EXCERPTED DATA –
>> Begin

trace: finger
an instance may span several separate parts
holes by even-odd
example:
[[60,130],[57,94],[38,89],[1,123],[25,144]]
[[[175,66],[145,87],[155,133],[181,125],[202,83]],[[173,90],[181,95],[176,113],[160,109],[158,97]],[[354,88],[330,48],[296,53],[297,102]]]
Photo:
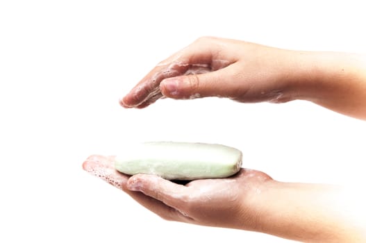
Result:
[[127,190],[128,176],[118,172],[114,167],[115,156],[91,156],[83,163],[83,169],[124,190],[138,203],[166,220],[186,221],[188,219],[175,208],[140,192]]
[[178,99],[242,96],[247,90],[245,80],[238,81],[235,70],[233,64],[215,72],[166,78],[160,90],[164,96]]
[[185,192],[188,191],[184,185],[148,174],[131,176],[127,182],[127,188],[131,191],[141,192],[176,209],[182,208]]
[[83,169],[117,188],[126,190],[128,176],[115,169],[115,157],[91,156],[83,163]]
[[163,80],[215,71],[231,63],[218,54],[221,45],[206,42],[197,41],[160,62],[120,100],[121,105],[125,108],[146,107],[155,101],[149,101],[151,97],[160,94]]

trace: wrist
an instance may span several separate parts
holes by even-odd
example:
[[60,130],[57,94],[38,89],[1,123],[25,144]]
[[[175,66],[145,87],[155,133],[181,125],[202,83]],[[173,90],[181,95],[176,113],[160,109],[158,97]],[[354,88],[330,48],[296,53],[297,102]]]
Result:
[[293,99],[312,101],[366,118],[365,58],[335,52],[290,51],[288,89]]

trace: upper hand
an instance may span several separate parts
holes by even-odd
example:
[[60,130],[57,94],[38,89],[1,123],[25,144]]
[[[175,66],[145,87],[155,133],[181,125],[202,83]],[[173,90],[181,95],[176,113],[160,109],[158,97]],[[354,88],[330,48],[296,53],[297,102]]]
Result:
[[120,103],[126,108],[144,108],[163,97],[287,101],[292,97],[289,73],[281,62],[288,59],[288,52],[243,41],[201,37],[160,62]]

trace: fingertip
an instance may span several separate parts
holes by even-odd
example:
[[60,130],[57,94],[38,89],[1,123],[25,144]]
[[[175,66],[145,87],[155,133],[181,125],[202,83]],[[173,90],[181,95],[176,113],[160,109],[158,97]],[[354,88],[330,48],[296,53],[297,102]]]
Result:
[[163,94],[163,95],[167,97],[178,97],[178,83],[179,81],[176,78],[167,78],[163,80],[160,85],[161,93]]
[[138,176],[133,176],[128,178],[126,185],[130,191],[139,192],[141,190],[142,183]]

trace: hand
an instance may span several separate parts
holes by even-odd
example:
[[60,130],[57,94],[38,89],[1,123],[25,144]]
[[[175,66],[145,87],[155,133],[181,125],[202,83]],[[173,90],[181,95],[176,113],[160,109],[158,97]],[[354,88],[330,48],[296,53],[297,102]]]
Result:
[[159,63],[123,99],[144,108],[160,97],[227,97],[239,101],[292,99],[283,58],[288,51],[228,39],[201,37]]
[[242,169],[223,179],[176,184],[116,171],[113,156],[90,156],[84,169],[122,189],[167,220],[259,231],[308,242],[366,240],[365,201],[327,185],[285,183]]
[[366,119],[365,56],[280,49],[201,37],[159,63],[123,99],[142,108],[161,97],[240,102],[303,99]]

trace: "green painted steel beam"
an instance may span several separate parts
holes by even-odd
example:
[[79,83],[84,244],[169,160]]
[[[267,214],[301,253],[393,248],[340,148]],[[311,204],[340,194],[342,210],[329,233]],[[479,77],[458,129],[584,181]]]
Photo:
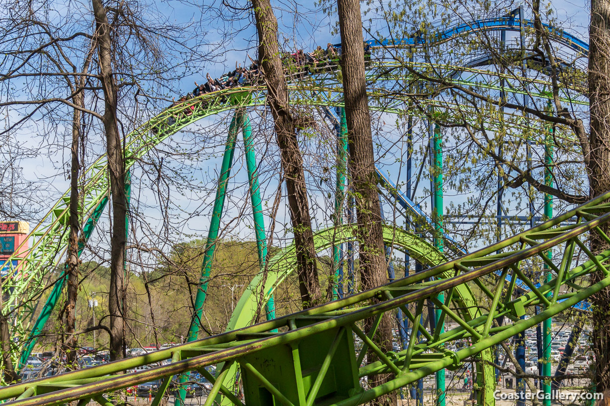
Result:
[[[381,65],[378,66],[378,68]],[[414,68],[425,69],[423,65],[420,68],[414,65]],[[459,67],[447,67],[447,69],[454,71],[458,68]],[[501,78],[501,75],[498,75],[496,72],[473,68],[459,69],[464,72],[469,72],[472,77],[486,74],[490,77],[495,78],[492,82],[497,82],[501,79],[506,80],[506,78]],[[519,80],[518,78],[514,79]],[[341,88],[338,84],[334,85],[333,80],[336,80],[332,77],[326,77],[323,79],[325,83],[322,84],[306,82],[296,82],[292,84],[290,86],[290,91],[294,93],[296,96],[294,98],[294,102],[296,104],[310,105],[342,106]],[[539,94],[534,92],[532,95],[533,97],[544,97],[546,94],[544,89],[547,83],[544,81],[538,82],[536,82],[537,86],[542,90]],[[476,81],[469,83],[472,86],[479,87],[481,86],[484,87],[486,85],[485,83]],[[464,83],[461,84],[464,85]],[[490,88],[493,88],[493,86],[491,86]],[[314,97],[304,98],[299,96],[312,91],[316,94]],[[396,95],[392,100],[389,100],[385,93],[380,93],[377,89],[371,89],[370,97],[371,100],[371,108],[376,111],[401,113],[404,112],[407,105],[405,100],[401,99],[400,95]],[[575,99],[571,97],[570,100],[573,101]],[[192,99],[184,105],[167,109],[127,135],[126,138],[125,149],[129,152],[128,155],[134,158],[127,160],[126,163],[126,167],[129,168],[133,164],[135,159],[143,156],[151,149],[165,141],[171,135],[199,119],[232,110],[236,107],[263,105],[265,100],[265,93],[263,86],[250,86],[226,89],[214,94],[206,94]],[[193,107],[193,114],[190,116],[185,116],[183,114],[184,108],[187,105]],[[440,110],[461,108],[461,107],[458,105],[452,105],[447,103],[432,107]],[[415,115],[423,116],[420,111],[412,113]],[[503,117],[503,125],[506,128],[529,128],[533,125],[534,126],[537,125],[532,121],[528,122],[523,122],[523,117],[518,114],[504,114],[504,116],[506,117]],[[450,116],[445,118],[449,117]],[[487,125],[490,129],[493,129],[495,128],[494,125],[497,125],[496,121],[493,117],[489,117]],[[540,124],[539,127],[542,128],[544,126]],[[84,186],[82,192],[85,201],[85,206],[83,208],[84,212],[90,213],[95,210],[101,200],[107,195],[109,184],[106,167],[106,159],[104,156],[101,156],[82,174],[82,178],[86,180],[84,181]],[[30,318],[29,313],[33,311],[33,309],[27,310],[30,307],[20,305],[30,303],[32,298],[35,297],[38,292],[38,287],[43,285],[43,281],[46,275],[46,270],[56,267],[62,261],[62,257],[65,252],[67,247],[67,234],[63,233],[63,230],[66,226],[68,211],[67,199],[68,192],[66,192],[43,216],[40,223],[32,230],[28,239],[33,239],[33,242],[26,256],[13,255],[8,260],[10,261],[15,259],[21,261],[20,266],[26,271],[7,278],[3,283],[4,288],[12,292],[7,299],[4,301],[5,314],[10,315],[12,309],[23,309],[22,312],[24,314],[13,316],[16,317],[16,326],[15,331],[13,332],[16,336],[27,335],[27,331],[29,329],[27,321]],[[34,287],[30,289],[30,287]]]
[[[343,224],[343,202],[345,200],[345,180],[347,176],[347,156],[348,155],[347,146],[347,122],[345,118],[345,109],[341,108],[341,116],[339,119],[339,128],[337,141],[337,171],[336,186],[335,187],[335,207],[333,215],[333,222],[335,226]],[[332,267],[335,270],[334,282],[337,284],[333,286],[332,297],[336,299],[339,292],[343,292],[342,265],[341,264],[342,253],[340,250],[341,244],[335,243],[332,246]]]
[[[603,206],[598,206],[598,205],[609,198],[610,198],[610,193],[606,194],[587,203],[584,208],[595,208],[601,211]],[[309,340],[310,342],[315,343],[318,346],[325,345],[323,344],[325,342],[330,346],[330,341],[328,338],[325,341],[323,337],[328,337],[329,334],[336,334],[337,329],[341,327],[341,326],[349,327],[355,323],[370,317],[375,317],[385,312],[393,312],[398,307],[405,306],[408,304],[423,303],[423,301],[427,298],[436,298],[441,292],[448,292],[451,289],[458,287],[467,285],[468,283],[475,279],[481,279],[483,276],[486,277],[484,280],[487,280],[489,278],[497,278],[497,271],[500,270],[510,269],[511,265],[514,264],[520,263],[528,259],[536,258],[539,254],[545,253],[551,248],[556,250],[562,250],[564,247],[567,247],[567,245],[569,245],[574,239],[588,238],[589,233],[597,232],[597,228],[610,223],[610,212],[600,212],[594,218],[592,218],[586,222],[581,222],[571,229],[565,230],[561,234],[542,240],[535,245],[521,247],[521,241],[523,238],[527,238],[529,233],[537,233],[554,226],[560,225],[562,221],[565,220],[566,218],[571,218],[583,208],[583,207],[577,208],[575,210],[567,212],[551,220],[478,251],[437,266],[433,266],[417,274],[398,279],[393,282],[369,291],[345,298],[341,300],[334,301],[306,310],[302,310],[237,331],[228,332],[198,341],[178,346],[168,350],[158,351],[146,354],[145,356],[134,357],[87,369],[73,371],[46,378],[37,381],[35,383],[37,385],[41,385],[42,387],[43,385],[50,383],[60,385],[62,382],[73,381],[75,379],[113,374],[129,368],[133,368],[134,366],[138,364],[152,364],[157,362],[159,360],[168,357],[171,351],[182,351],[189,348],[201,348],[209,346],[216,349],[216,351],[213,352],[140,372],[109,377],[106,380],[75,387],[66,387],[27,399],[11,401],[7,404],[13,406],[57,405],[81,399],[96,398],[105,394],[111,394],[113,391],[140,382],[164,378],[171,375],[184,373],[188,371],[199,369],[207,365],[218,365],[223,362],[232,363],[234,361],[237,361],[242,365],[254,365],[257,362],[259,364],[260,362],[264,363],[265,357],[267,357],[273,358],[272,362],[260,365],[265,365],[268,366],[262,369],[260,366],[256,368],[260,374],[259,377],[262,377],[260,380],[265,382],[266,380],[267,387],[274,388],[279,391],[282,397],[290,399],[291,396],[293,396],[293,394],[289,391],[287,389],[284,389],[287,387],[284,384],[281,384],[281,382],[273,382],[268,379],[267,377],[270,376],[268,374],[270,373],[265,368],[278,365],[278,362],[282,364],[282,363],[287,361],[287,360],[282,358],[281,354],[282,351],[284,351],[285,353],[285,351],[290,352],[290,348],[293,348],[290,346],[293,345],[293,343],[299,343],[301,345],[300,343],[306,343]],[[610,211],[608,210],[608,208],[605,208],[602,211]],[[331,241],[331,239],[328,240]],[[332,242],[328,243],[328,244],[331,243]],[[504,257],[495,256],[493,253],[498,248],[511,248],[511,250],[514,251],[514,253]],[[464,261],[483,258],[488,255],[493,255],[493,257],[495,258],[495,261],[472,269],[465,267],[460,269],[456,266]],[[610,259],[610,250],[606,250],[598,256],[601,263],[603,263]],[[597,271],[597,265],[595,262],[596,261],[589,259],[575,267],[570,267],[570,270],[565,272],[561,279],[558,279],[556,277],[550,281],[544,284],[539,287],[540,291],[543,294],[553,292],[558,284],[565,284],[568,281],[574,281]],[[509,271],[510,272],[510,271]],[[428,278],[436,278],[446,273],[450,273],[451,277],[425,284],[419,289],[411,291],[396,297],[384,298],[384,291],[391,289],[396,291],[398,288],[412,285]],[[516,275],[512,274],[512,276],[515,277]],[[411,359],[413,360],[413,362],[407,363],[404,366],[403,366],[404,360],[407,356],[406,352],[401,352],[398,354],[393,353],[391,357],[389,356],[389,354],[386,354],[389,356],[384,360],[383,364],[378,363],[379,362],[377,362],[378,363],[373,363],[365,365],[363,368],[367,368],[367,370],[370,373],[375,371],[376,373],[386,373],[392,369],[396,371],[394,367],[390,366],[388,363],[389,362],[393,362],[396,366],[403,368],[401,373],[393,374],[390,376],[389,382],[376,387],[371,387],[367,390],[363,391],[359,387],[354,387],[353,390],[346,396],[336,399],[326,397],[325,398],[325,404],[337,406],[362,404],[443,368],[459,367],[464,360],[480,354],[515,334],[531,328],[544,320],[569,309],[608,285],[610,285],[610,276],[606,276],[595,285],[583,288],[575,292],[570,297],[565,298],[563,301],[556,302],[541,313],[524,320],[519,318],[520,315],[523,314],[523,312],[526,311],[526,309],[533,310],[533,308],[539,304],[539,300],[536,295],[533,292],[528,292],[512,300],[510,298],[508,298],[507,300],[510,300],[510,301],[503,302],[501,301],[497,303],[495,308],[490,310],[490,313],[494,318],[501,315],[508,316],[510,319],[514,320],[512,323],[508,323],[508,325],[501,327],[494,328],[493,334],[483,336],[479,338],[470,336],[467,329],[461,326],[442,333],[439,332],[437,339],[434,339],[432,337],[432,340],[428,338],[415,344],[411,349],[412,354]],[[371,301],[371,299],[373,298],[378,301],[376,303]],[[476,306],[476,304],[473,304],[472,306]],[[418,306],[418,307],[420,308],[419,311],[422,311],[421,304]],[[336,312],[336,310],[342,309],[345,309],[345,312],[343,311]],[[419,313],[417,312],[416,313],[416,317],[418,317]],[[460,316],[451,317],[460,317]],[[482,329],[488,318],[487,315],[482,314],[480,317],[469,320],[467,323],[475,330]],[[289,329],[284,329],[283,330],[284,332],[281,333],[262,334],[265,332],[269,332],[272,329],[280,327],[284,329],[288,327]],[[433,335],[437,336],[436,332]],[[348,335],[346,337],[351,337],[352,336]],[[447,351],[443,349],[443,345],[444,343],[451,340],[463,340],[468,337],[470,337],[472,340],[472,345],[470,346],[456,352]],[[256,338],[256,337],[259,338]],[[246,340],[240,341],[244,339]],[[228,345],[220,345],[221,344]],[[353,346],[351,346],[351,354],[344,352],[344,354],[349,354],[347,355],[348,359],[346,359],[345,362],[353,362],[355,365],[356,353],[353,351]],[[330,346],[327,346],[325,351],[328,352],[331,349]],[[320,348],[320,350],[322,351],[322,348]],[[345,351],[345,349],[342,349],[342,347],[340,347],[336,351],[338,352]],[[267,355],[264,355],[263,359],[257,361],[257,360],[259,359],[257,357],[260,356],[259,354],[264,354]],[[270,359],[267,359],[271,360]],[[292,364],[292,361],[290,362]],[[278,366],[279,367],[281,365],[278,365]],[[290,369],[282,368],[282,371],[286,372],[293,369],[292,366],[290,366]],[[223,371],[227,370],[226,369],[223,369]],[[336,371],[337,369],[336,369],[335,371]],[[357,369],[354,372],[355,373],[354,382],[356,385],[357,385],[357,376],[361,374],[361,373]],[[285,375],[285,379],[289,379],[290,376]],[[29,387],[31,387],[32,384],[32,383],[28,382],[0,388],[0,400],[9,399],[21,396],[27,390]],[[245,383],[245,385],[248,385],[251,384],[251,382]],[[249,393],[251,393],[251,392],[249,392]],[[324,394],[321,394],[321,396],[324,396]],[[246,399],[246,404],[250,401],[254,401],[254,399],[252,398]],[[315,401],[313,403],[317,404]]]
[[[549,111],[552,108],[551,101],[548,101],[547,110]],[[545,132],[545,148],[544,148],[544,183],[546,186],[553,187],[553,127],[550,126]],[[553,217],[553,197],[548,194],[544,194],[544,217],[545,219],[551,219]],[[553,259],[553,253],[549,250],[546,253],[543,253],[548,259]],[[569,261],[571,261],[572,255],[570,256]],[[551,279],[551,272],[550,267],[545,263],[544,265],[544,281],[546,282]],[[607,276],[607,275],[606,275]],[[550,298],[551,293],[547,294],[547,298]],[[547,306],[548,307],[548,306]],[[548,379],[544,379],[542,381],[542,390],[545,394],[545,398],[543,399],[544,406],[550,406],[551,405],[551,342],[553,335],[553,323],[550,318],[548,318],[542,322],[542,376],[549,377]]]
[[[98,221],[99,220],[99,217],[101,216],[102,212],[104,211],[104,209],[106,208],[107,203],[108,197],[106,196],[105,198],[102,198],[98,206],[93,210],[92,215],[87,219],[85,223],[85,226],[83,228],[82,237],[79,239],[78,242],[78,256],[79,257],[85,249],[87,242],[95,229],[95,225],[97,224]],[[51,317],[51,312],[55,307],[55,305],[59,301],[60,297],[61,297],[62,290],[65,284],[65,269],[64,268],[64,270],[62,271],[61,275],[60,275],[59,278],[57,279],[57,282],[54,285],[53,289],[51,291],[51,294],[49,295],[46,302],[45,303],[45,306],[43,306],[42,310],[40,311],[40,314],[38,315],[38,318],[36,320],[35,323],[34,323],[34,327],[30,332],[27,340],[26,341],[26,345],[21,350],[18,369],[21,370],[27,363],[27,358],[30,356],[32,349],[34,349],[34,346],[36,345],[38,337],[42,332],[43,327],[46,324],[46,321]]]

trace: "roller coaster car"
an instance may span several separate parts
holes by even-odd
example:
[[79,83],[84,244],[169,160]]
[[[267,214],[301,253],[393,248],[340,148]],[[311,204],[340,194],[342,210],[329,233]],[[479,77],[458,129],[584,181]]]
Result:
[[[295,323],[298,328],[323,320],[325,318],[309,316],[296,318]],[[326,360],[325,366],[327,355],[331,359],[329,363]],[[296,342],[279,344],[247,354],[240,359],[240,363],[245,404],[248,406],[284,404],[268,385],[261,383],[263,380],[295,405],[302,404],[300,398],[309,399],[315,391],[316,404],[326,404],[361,390],[353,333],[347,327],[338,327]],[[320,380],[317,382],[321,373]]]
[[232,106],[243,106],[249,103],[252,99],[252,94],[245,90],[229,93],[228,96],[229,104]]

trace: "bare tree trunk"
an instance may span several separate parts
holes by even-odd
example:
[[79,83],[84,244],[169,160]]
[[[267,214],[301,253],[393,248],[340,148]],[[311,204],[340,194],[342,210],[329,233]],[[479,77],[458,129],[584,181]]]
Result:
[[123,279],[126,245],[127,203],[125,167],[117,119],[117,88],[112,77],[112,40],[106,10],[102,0],[92,0],[95,16],[98,57],[104,91],[102,122],[106,133],[106,153],[110,192],[112,194],[112,233],[110,239],[110,282],[108,299],[110,313],[110,360],[123,358]]
[[[337,0],[341,30],[341,69],[350,169],[356,195],[362,288],[371,289],[388,281],[383,242],[383,227],[375,173],[371,117],[367,97],[362,21],[359,0]],[[368,320],[367,329],[372,320]],[[382,351],[392,351],[392,318],[382,318],[375,341]],[[369,352],[367,357],[375,354]],[[370,358],[369,359],[371,359]],[[369,377],[373,385],[386,382],[390,375]],[[373,404],[396,404],[395,396],[380,397]]]
[[[591,196],[610,190],[610,1],[591,0],[589,51],[590,135],[588,158]],[[608,228],[605,231],[608,233]],[[608,249],[608,244],[592,233],[594,252]],[[592,276],[595,283],[603,278],[601,271]],[[610,389],[610,289],[592,297],[593,349],[595,354],[596,390]]]
[[[78,106],[83,105],[84,96],[82,91],[74,97],[74,103]],[[63,313],[65,334],[67,339],[63,340],[62,349],[66,354],[66,363],[71,367],[76,360],[76,298],[78,295],[78,237],[81,229],[79,215],[78,177],[80,163],[78,159],[79,142],[81,141],[81,117],[82,113],[78,109],[74,109],[72,116],[72,144],[70,147],[71,162],[70,167],[70,231],[68,242],[68,260],[66,264],[68,275],[68,289],[66,304]]]
[[296,139],[295,119],[289,105],[288,87],[278,43],[278,21],[269,0],[252,0],[259,33],[259,58],[267,87],[267,103],[286,180],[290,221],[296,248],[299,290],[303,309],[319,304],[321,292],[315,262],[314,234],[305,184],[303,157]]

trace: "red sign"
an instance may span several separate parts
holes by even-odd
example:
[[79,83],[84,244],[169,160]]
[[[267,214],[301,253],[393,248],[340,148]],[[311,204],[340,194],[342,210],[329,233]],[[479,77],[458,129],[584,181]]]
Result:
[[19,230],[18,222],[0,223],[0,232],[1,233],[16,232],[18,230]]

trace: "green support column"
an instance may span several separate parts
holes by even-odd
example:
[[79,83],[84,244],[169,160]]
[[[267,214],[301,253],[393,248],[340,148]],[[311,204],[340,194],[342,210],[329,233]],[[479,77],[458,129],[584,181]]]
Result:
[[[550,112],[552,110],[551,100],[547,106]],[[553,127],[550,126],[548,131],[545,135],[544,143],[544,184],[547,186],[553,187]],[[544,221],[553,217],[553,197],[548,194],[544,194]],[[547,251],[547,256],[549,259],[552,257],[551,250]],[[544,264],[544,280],[548,282],[551,280],[551,271],[548,265]],[[551,292],[547,294],[550,298]],[[542,376],[551,376],[551,340],[552,321],[551,318],[546,319],[542,322]],[[544,399],[542,401],[544,406],[550,406],[551,404],[551,382],[550,378],[545,379],[542,383],[542,390],[544,391]]]
[[[256,156],[252,141],[252,128],[250,119],[243,110],[235,113],[242,126],[243,135],[243,146],[246,153],[246,165],[248,167],[248,181],[250,185],[250,201],[252,203],[252,214],[254,219],[254,234],[256,236],[256,248],[259,253],[259,265],[260,269],[265,267],[267,260],[267,236],[265,235],[265,220],[263,219],[262,200],[260,198],[260,188],[259,186],[259,174],[256,169]],[[267,320],[275,318],[275,305],[273,296],[269,298],[265,304]]]
[[[343,223],[343,202],[345,191],[345,178],[347,172],[347,121],[345,119],[345,109],[341,108],[341,119],[339,125],[339,145],[337,148],[337,186],[335,189],[335,213],[334,225],[341,225]],[[336,299],[338,296],[343,296],[343,278],[340,278],[341,253],[339,246],[334,244],[332,246],[332,265],[335,267],[335,281],[337,285],[333,287],[332,297]],[[339,286],[339,284],[342,284]],[[341,294],[339,295],[339,293]]]
[[[93,233],[93,230],[95,229],[95,225],[102,215],[102,213],[104,212],[104,209],[106,207],[107,203],[108,197],[106,196],[99,201],[99,204],[93,210],[91,217],[87,220],[85,226],[83,227],[82,234],[81,237],[79,239],[78,242],[79,257],[81,257],[81,254],[82,253],[83,250],[85,249],[85,244],[87,243],[87,240],[89,239],[91,234]],[[57,283],[53,285],[53,290],[51,290],[51,294],[47,298],[46,302],[45,303],[45,306],[40,312],[40,314],[38,315],[38,318],[36,319],[36,322],[32,328],[32,331],[30,332],[27,341],[21,352],[21,355],[19,360],[19,365],[17,367],[18,369],[21,369],[26,365],[27,357],[30,356],[32,349],[34,348],[36,341],[38,340],[38,336],[42,332],[42,330],[46,324],[46,321],[49,320],[53,309],[55,307],[55,305],[59,300],[59,298],[62,295],[62,290],[63,289],[63,286],[65,284],[66,278],[65,276],[65,271],[63,271],[62,275],[60,275]]]
[[[442,252],[443,248],[443,149],[440,136],[440,127],[438,124],[434,125],[432,139],[432,219],[434,223],[434,247]],[[442,303],[445,301],[445,295],[441,293],[437,296]],[[443,326],[439,326],[440,319],[441,310],[436,309],[434,311],[436,320],[436,328],[440,329],[440,332],[444,331]],[[445,406],[445,369],[441,369],[436,373],[436,404],[438,406]]]
[[[212,271],[212,262],[214,258],[214,251],[216,249],[216,239],[218,236],[218,229],[220,228],[220,218],[223,215],[223,209],[224,207],[224,198],[226,196],[227,184],[229,183],[229,176],[231,174],[231,168],[233,164],[233,154],[235,152],[235,143],[239,131],[239,117],[240,113],[236,112],[231,121],[229,126],[229,136],[224,145],[224,154],[223,155],[222,167],[220,170],[220,178],[218,180],[218,186],[216,190],[216,198],[214,200],[214,207],[212,209],[212,220],[210,221],[210,229],[207,232],[207,241],[206,243],[206,252],[204,253],[203,262],[201,264],[201,276],[199,280],[199,289],[195,299],[195,309],[193,317],[191,319],[190,327],[188,328],[187,341],[195,341],[199,334],[201,326],[201,313],[203,312],[203,304],[206,301],[207,293],[207,282]],[[180,377],[179,382],[185,382],[188,379],[186,375]],[[184,404],[184,398],[186,396],[186,389],[181,388],[178,396],[176,397],[174,402],[175,406]]]

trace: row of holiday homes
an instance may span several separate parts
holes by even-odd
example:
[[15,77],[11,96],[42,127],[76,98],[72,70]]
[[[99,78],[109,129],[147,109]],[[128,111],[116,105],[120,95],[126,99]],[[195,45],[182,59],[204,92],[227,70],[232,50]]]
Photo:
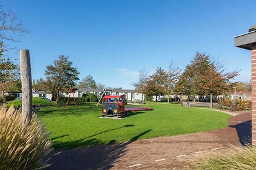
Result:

>> End

PROBLEM TO SOLVE –
Return, unchanged, the lines from the one containing "trace: row of holiday homes" down to the end of the entries above, inclusive. Images are left out.

TASK ANSWER –
trace: row of holiday homes
an instance may span several separate parts
holes by even-odd
example:
[[15,77],[11,96],[42,127],[76,98],[72,70]]
[[[99,78],[109,129],[147,109]],[[128,111],[116,105],[120,95],[126,99]],[[195,45],[182,59],[204,92],[227,70],[232,50]]]
Photo:
Result:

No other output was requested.